Passage given:
* * *

Another recent step was the introduction of an industry code of conduct on fund governance. “It's really about introducing more formality to governance arrangements, ensuring that proper procedures are put in place and are documented,” Murray says. “For some clients it may involve substantial changes, particularly regarding the constitution of boards on which there may not currently be independent directors. But for the majority of boards of funds for which we act, it will be formalising what is already in place.”
Says Lydon: “The evolution over the 20 years we have been offering QIFs is partly down to industry interaction with the regulator, including a faster authorisation process stemming from requests for better speed to market, and the reduction in the minimum investment level under the qualifying investor test to EUR100,000.
“We see the QIF as already encapsulating the mandatory requirements of the directive, including an independent custodian and administrator, as well as disclosure requirements and the information that must be given to investors. The industry is working with the regulator to ensure that when the AIFM Directive comes into effect, the QIF has all the necessary structures and procedures built into it.”
Chris DiNigris, marketing and sales manager at fund software specialist Koger, says the directive is the major regulatory issue facing the firm’s third-party administrator clients. “Administrators and other service providers are preparing for the anticipated surge in demand for reporting. They will have to be more flexible, and as the best always do already, adapt to their clients’ requirements.
“Ireland is well positioned to benefit from the directive because many of the provisions are covered by the QIF regime. This should encourage more alternative managers to set up Irish-domiciled funds, something that is happening already. Meanwhile, the increased regulatory and investor scrutiny will push managers to bring more middle- and back-office processes back in-house, at least in part, to speed reconciliation processes with their administrator and tighten controls.”
Mark Mannion, a managing director with BNY Mellon, says uptake of the QIF regime has also benefited from use of what is known as a section 110 company, after Section 110 of the Taxes Consolidation Act 1997, which offers particularly advantageous treatment of withholding tax on interest payments for funds trading in debt securities. “In the current financial environment, credit strategies have become increasingly popular,” he says. “If you place a section 110 company within a QIF, you have a tax-efficient structure that can be distributed to investors globally.”

* * *

From the passage on Irish QIFs, answer:
(a) To what amount was the minimum investment under the qualifying investor test reduced?
(b) Which firm employs Chris DiNigris, and what does it specialize in?
(c) Which act gives the section 110 company its name?
The items are separate material, not part of the passage on Irish QIFs.

Provided records:

* * *

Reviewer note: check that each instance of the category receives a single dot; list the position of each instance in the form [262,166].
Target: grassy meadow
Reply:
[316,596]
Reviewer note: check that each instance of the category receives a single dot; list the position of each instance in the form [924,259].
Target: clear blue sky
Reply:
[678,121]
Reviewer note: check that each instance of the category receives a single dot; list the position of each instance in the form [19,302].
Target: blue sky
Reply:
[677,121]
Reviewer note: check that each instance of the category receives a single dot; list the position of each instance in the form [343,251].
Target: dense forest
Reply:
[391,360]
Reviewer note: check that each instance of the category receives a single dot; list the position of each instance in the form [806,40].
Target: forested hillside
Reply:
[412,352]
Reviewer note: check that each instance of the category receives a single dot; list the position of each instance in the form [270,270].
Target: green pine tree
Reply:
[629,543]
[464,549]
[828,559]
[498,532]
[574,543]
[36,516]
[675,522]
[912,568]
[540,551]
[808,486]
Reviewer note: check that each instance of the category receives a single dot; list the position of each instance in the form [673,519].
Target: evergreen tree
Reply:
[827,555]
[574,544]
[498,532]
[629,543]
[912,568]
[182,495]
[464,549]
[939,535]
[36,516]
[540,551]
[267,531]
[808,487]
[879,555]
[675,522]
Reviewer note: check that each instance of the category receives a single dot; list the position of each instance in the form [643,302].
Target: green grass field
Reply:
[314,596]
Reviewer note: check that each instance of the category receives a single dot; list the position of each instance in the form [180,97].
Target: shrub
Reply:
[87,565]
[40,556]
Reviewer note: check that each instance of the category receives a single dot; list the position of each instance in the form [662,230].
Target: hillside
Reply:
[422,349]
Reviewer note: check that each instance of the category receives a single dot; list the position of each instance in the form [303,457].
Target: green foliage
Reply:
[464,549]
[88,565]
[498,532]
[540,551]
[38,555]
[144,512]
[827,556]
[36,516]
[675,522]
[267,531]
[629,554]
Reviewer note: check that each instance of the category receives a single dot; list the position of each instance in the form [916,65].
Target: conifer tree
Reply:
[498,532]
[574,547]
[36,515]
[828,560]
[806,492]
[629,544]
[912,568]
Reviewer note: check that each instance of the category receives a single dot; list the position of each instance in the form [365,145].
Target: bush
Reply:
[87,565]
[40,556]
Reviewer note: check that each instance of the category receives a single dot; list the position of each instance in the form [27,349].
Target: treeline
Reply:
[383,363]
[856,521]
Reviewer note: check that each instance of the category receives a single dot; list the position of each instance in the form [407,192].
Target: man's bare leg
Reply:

* * *

Task response:
(a) EUR100,000.
(b) Koger, a fund software specialist.
(c) The Taxes Consolidation Act 1997 (Section 110).